WORK REQUIRED: Take the entries that follow and write each one out exactly.

DATA:
=== Section Start ===

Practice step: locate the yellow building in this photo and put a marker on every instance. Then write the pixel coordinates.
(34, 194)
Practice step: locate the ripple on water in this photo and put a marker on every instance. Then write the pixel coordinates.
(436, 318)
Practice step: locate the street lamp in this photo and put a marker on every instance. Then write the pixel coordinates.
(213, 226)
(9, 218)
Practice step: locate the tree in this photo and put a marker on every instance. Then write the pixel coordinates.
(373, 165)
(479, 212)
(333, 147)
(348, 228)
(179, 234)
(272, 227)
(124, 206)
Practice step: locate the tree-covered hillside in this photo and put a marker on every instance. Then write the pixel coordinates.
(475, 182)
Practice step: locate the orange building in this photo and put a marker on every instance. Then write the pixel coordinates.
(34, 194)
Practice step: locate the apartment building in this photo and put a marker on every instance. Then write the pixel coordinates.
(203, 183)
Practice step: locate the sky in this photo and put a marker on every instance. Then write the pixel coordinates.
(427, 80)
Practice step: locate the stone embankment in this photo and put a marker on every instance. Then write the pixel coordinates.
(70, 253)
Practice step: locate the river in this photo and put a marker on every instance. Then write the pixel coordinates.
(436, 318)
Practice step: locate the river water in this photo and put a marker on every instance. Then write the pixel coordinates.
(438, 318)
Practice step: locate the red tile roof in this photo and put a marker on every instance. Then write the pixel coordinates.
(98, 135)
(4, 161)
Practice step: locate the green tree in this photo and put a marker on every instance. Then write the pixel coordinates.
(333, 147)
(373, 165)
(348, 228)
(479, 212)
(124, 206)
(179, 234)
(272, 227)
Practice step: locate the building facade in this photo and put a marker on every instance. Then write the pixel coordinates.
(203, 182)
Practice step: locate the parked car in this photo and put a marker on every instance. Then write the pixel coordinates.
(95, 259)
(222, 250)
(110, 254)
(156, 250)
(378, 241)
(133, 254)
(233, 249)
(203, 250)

=== Section End ===

EXERCISE RESULT:
Practice step: locate the yellow building in this photo and put a marker on every instance. Then write the pixel coordinates.
(34, 194)
Practice step: locate the ripple on water in this photo and put a marker on every instance. Then write the pixel coordinates.
(436, 318)
Practice step: locate the street lamp in this photo and put a marker on every instance. Then write the pixel coordinates.
(213, 226)
(9, 218)
Practice step: locate the tree in this photo and put a marker on every instance. Then write the pixel coordinates.
(373, 165)
(479, 212)
(333, 147)
(348, 228)
(179, 234)
(272, 227)
(124, 206)
Practice step: locate the tree-covered hillside in this photo and put a marker on every instance. Then write the pixel coordinates.
(475, 182)
Practice step: locate the orange building in this photo and put a marker on every instance. Then write the pixel coordinates.
(34, 194)
Practice step: locate the apartment building in this photo and put a marker on every instance. Then write the pixel coordinates.
(203, 183)
Practice step: locate the sky in this photo and put a marker on every instance. Then write the pixel coordinates.
(427, 80)
Practice step: locate the stone embankment in this photo and put a marker on every instance. Then write the pixel coordinates.
(70, 253)
Practice step: locate the river in this photo and put a marker on every instance. Then write the pixel coordinates.
(436, 318)
Practice step: locate the river water in this photo and put a marker on every instance. Then write the pixel coordinates.
(438, 318)
Practice step: locate the red tile roof in this photo and put a marker on every instance. Then write the pixel coordinates.
(98, 135)
(4, 161)
Practice step: locate the green tree in this photo and put a marker on every instance. Then write the pixel coordinates.
(333, 147)
(373, 165)
(348, 228)
(479, 212)
(124, 206)
(179, 234)
(272, 227)
Practice step: locate the building facade in this photo and put a marker on every instance. Then write the pixel coordinates.
(203, 182)
Practice step: locate the parked car in this photo and put a marker on every instance. Then write the pixel coordinates.
(95, 259)
(222, 250)
(110, 254)
(156, 250)
(378, 241)
(133, 254)
(233, 249)
(203, 250)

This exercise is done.